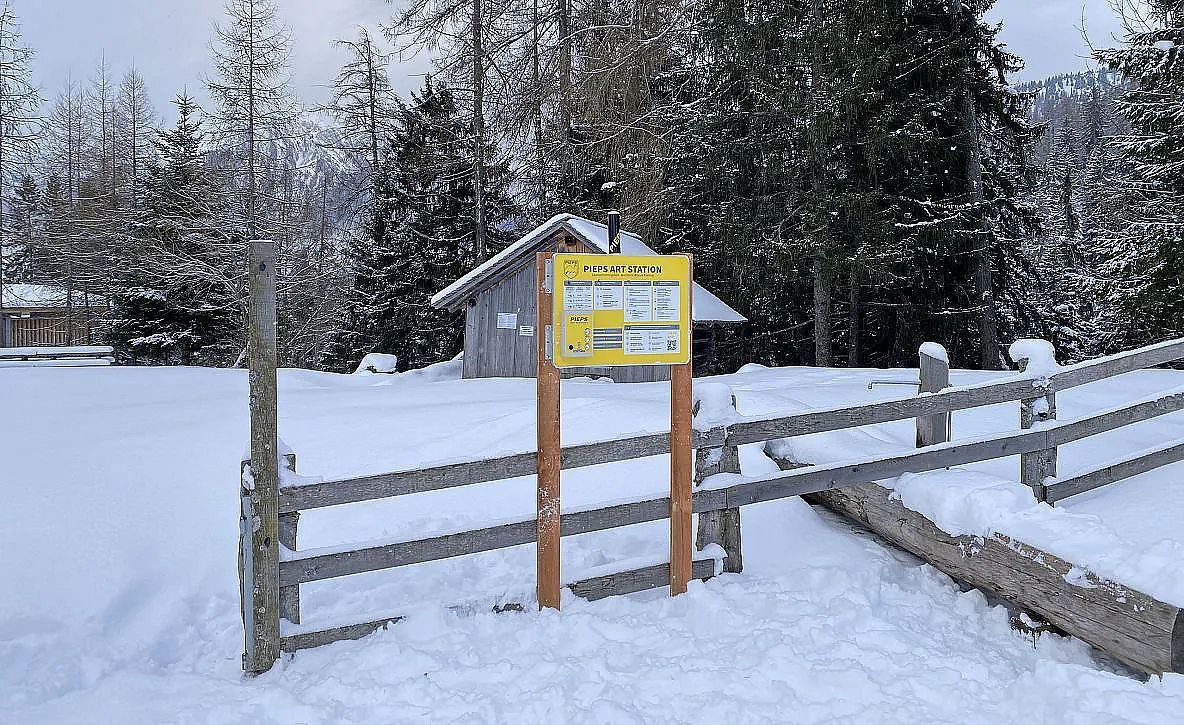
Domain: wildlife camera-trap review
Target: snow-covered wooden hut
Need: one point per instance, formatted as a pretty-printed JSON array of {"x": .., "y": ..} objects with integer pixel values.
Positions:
::::::
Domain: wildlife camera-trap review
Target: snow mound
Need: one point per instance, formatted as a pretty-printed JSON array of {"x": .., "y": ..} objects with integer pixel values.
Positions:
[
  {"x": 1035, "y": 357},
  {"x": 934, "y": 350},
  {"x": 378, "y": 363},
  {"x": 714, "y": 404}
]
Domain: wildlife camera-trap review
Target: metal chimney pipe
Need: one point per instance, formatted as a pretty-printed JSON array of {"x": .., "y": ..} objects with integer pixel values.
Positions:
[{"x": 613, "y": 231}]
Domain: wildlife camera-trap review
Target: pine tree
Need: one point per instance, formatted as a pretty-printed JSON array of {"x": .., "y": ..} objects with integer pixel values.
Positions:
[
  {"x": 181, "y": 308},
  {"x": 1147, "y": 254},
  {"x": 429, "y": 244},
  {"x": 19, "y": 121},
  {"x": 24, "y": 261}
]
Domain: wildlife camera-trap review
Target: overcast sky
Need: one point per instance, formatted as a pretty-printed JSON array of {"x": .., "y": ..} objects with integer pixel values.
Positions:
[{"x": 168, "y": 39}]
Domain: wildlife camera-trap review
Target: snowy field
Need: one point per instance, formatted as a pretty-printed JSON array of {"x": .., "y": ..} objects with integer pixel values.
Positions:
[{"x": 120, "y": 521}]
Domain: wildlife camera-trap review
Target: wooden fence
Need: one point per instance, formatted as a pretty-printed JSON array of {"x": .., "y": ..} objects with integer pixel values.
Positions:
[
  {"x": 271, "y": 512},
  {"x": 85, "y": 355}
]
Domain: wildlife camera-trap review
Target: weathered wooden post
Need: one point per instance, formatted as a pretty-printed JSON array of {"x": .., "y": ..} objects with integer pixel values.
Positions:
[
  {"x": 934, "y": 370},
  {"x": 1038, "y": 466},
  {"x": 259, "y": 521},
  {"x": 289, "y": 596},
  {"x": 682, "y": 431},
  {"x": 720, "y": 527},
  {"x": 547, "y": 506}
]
::::::
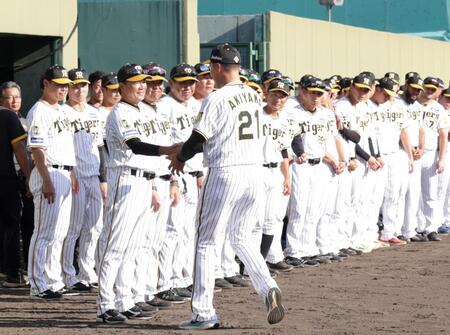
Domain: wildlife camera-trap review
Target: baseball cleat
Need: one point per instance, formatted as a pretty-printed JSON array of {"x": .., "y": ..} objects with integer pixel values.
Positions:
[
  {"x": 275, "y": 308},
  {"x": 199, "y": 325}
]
::::::
Pull out every line of the entries above that contains the string "wooden", where a match must have the same capitalization.

Target: snow-covered wooden hut
Target: wooden fence
Target: weathered wooden post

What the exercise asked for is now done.